What to produce. For the data below, give again exactly the lines from the one containing "Query: white sky" through the one containing "Where can the tree", both ends included, and no others.

____ Exercise inputs

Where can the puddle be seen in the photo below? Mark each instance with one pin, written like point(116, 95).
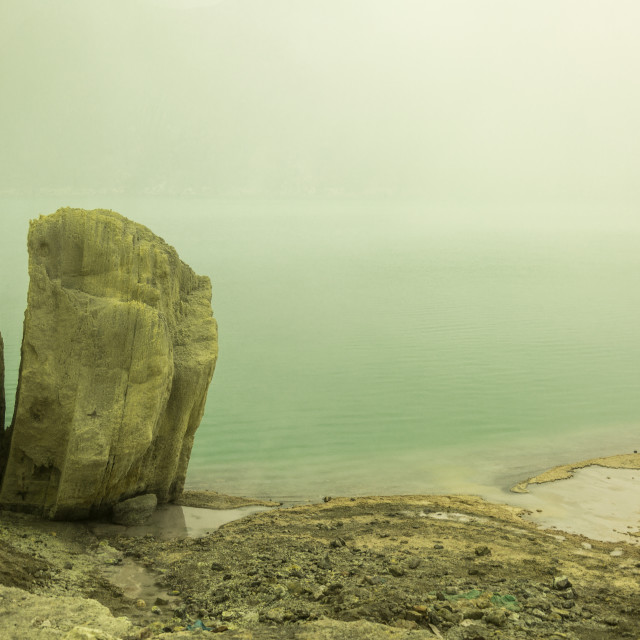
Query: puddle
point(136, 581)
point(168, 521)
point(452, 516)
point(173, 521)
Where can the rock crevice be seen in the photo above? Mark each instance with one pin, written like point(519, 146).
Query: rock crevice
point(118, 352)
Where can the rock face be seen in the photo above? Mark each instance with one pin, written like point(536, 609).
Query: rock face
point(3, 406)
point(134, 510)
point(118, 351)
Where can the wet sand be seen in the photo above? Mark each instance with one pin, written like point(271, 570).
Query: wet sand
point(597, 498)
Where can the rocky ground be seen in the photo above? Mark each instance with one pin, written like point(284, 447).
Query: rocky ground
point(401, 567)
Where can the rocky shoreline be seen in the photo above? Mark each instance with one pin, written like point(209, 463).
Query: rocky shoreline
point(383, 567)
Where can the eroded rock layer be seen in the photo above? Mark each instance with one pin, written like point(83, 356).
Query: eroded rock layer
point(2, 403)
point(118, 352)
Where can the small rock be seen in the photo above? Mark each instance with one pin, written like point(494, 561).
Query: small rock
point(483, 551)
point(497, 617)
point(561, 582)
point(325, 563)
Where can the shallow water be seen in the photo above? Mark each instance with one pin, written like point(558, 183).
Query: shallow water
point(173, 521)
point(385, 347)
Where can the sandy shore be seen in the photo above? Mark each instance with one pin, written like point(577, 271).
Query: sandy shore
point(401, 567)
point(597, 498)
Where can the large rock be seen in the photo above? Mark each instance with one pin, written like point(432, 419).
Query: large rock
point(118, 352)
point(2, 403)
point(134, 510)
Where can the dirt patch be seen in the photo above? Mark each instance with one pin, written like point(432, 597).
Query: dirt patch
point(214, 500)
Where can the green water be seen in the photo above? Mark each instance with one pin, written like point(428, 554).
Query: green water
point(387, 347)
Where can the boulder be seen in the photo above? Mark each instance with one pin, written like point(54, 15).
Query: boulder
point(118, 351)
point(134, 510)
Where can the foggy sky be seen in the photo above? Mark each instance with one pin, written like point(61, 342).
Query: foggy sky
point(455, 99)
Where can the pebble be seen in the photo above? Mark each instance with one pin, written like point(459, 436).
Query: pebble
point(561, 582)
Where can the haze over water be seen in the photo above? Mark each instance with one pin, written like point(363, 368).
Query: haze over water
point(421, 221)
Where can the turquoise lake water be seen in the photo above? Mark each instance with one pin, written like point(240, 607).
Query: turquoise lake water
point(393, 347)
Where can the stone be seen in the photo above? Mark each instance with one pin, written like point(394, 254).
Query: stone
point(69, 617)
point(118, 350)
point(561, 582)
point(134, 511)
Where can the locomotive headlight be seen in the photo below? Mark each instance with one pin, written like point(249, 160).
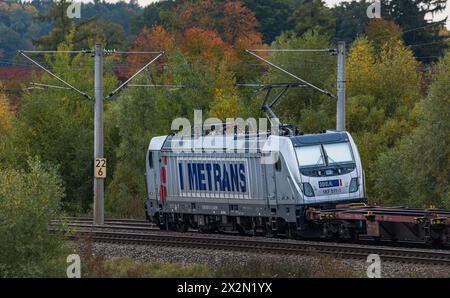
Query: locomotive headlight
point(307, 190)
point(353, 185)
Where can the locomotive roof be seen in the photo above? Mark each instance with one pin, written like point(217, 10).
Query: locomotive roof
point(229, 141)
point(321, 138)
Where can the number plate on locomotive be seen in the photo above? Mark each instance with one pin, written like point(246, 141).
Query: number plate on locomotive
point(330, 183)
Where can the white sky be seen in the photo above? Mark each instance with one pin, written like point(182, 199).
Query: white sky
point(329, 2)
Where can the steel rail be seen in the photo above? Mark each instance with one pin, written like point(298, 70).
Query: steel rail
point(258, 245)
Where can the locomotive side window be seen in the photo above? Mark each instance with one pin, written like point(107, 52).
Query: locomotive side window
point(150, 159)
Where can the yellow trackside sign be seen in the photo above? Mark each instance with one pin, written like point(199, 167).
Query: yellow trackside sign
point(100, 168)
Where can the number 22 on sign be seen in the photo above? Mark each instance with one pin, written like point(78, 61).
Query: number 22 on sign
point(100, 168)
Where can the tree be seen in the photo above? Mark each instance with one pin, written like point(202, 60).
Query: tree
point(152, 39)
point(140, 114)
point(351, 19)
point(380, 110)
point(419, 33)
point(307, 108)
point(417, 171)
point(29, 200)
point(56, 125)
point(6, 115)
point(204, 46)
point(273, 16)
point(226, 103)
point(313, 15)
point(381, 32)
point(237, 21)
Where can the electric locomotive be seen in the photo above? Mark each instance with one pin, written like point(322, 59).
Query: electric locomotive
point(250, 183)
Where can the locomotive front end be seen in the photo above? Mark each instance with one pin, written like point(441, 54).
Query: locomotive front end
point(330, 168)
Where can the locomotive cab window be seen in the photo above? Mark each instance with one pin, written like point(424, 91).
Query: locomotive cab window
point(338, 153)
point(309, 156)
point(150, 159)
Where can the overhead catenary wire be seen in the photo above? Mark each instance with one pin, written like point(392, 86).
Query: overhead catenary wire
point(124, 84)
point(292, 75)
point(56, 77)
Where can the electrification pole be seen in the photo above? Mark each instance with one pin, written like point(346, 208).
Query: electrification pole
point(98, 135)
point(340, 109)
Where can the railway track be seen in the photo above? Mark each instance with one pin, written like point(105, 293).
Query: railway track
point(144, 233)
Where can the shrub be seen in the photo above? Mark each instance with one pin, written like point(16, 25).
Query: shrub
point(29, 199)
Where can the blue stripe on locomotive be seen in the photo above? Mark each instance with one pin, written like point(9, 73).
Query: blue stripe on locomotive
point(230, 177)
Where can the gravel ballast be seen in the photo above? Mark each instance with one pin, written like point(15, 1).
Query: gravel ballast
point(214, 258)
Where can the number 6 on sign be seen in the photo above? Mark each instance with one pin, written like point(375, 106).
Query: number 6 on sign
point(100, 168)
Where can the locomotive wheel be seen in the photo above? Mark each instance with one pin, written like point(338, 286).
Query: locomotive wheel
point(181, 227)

________
____ Exercise inputs

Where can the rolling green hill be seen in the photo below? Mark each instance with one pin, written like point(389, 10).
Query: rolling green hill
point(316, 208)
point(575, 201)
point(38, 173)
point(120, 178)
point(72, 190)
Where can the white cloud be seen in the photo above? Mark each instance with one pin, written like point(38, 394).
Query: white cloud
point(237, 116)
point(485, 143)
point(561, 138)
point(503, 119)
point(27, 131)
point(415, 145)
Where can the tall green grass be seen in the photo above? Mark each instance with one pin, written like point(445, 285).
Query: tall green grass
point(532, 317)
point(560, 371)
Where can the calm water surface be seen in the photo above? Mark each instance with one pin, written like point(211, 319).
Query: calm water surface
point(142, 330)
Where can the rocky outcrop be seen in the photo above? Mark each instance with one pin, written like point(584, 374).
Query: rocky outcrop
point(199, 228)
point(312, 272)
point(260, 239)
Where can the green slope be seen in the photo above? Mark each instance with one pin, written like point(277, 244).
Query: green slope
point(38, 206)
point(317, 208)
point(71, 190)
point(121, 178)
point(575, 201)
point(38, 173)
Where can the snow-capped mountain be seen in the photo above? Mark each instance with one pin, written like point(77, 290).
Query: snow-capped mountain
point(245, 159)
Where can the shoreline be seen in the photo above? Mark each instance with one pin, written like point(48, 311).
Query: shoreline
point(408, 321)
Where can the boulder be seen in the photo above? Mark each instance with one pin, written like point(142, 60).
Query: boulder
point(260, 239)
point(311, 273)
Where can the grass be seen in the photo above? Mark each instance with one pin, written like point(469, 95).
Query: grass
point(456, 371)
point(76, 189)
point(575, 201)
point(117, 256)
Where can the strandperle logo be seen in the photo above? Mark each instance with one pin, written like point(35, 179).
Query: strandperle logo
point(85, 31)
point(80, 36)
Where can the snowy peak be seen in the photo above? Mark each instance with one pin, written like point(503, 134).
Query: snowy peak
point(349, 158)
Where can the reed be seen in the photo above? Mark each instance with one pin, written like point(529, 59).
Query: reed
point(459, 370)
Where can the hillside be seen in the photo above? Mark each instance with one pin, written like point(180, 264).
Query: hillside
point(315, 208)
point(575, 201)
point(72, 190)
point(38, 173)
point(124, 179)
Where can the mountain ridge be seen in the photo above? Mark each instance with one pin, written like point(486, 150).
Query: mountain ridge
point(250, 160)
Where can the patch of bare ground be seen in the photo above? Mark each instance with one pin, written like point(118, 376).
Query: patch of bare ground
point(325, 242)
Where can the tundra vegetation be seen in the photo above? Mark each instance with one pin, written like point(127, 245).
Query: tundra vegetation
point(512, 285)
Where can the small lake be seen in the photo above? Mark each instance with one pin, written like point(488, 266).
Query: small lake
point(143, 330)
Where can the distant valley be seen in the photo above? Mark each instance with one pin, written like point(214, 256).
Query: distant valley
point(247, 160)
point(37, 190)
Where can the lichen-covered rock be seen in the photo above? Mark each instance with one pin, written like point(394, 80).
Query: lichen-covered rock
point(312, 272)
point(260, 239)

________

Result for this exercise.
Query: white sky
point(329, 2)
Where can the steel rail be seen in the photo above? Mark each instance with one pin, written like point(298, 70).
Query: steel rail
point(258, 245)
Where can the locomotive side window be seen in the photo above? Mark each instance with one pin, written like point(107, 52).
Query: locomotive side window
point(150, 159)
Where can the yellow trackside sign be seen in the photo above? Mark each instance with one pin, written like point(199, 167).
Query: yellow trackside sign
point(100, 168)
Where can the number 22 on sign be seen in the photo above? Mark each instance with one pin, written like point(78, 61).
Query: number 22 on sign
point(100, 168)
Where can the tree be seen in the photo above? Mark each instance with one pin, written like point(202, 60).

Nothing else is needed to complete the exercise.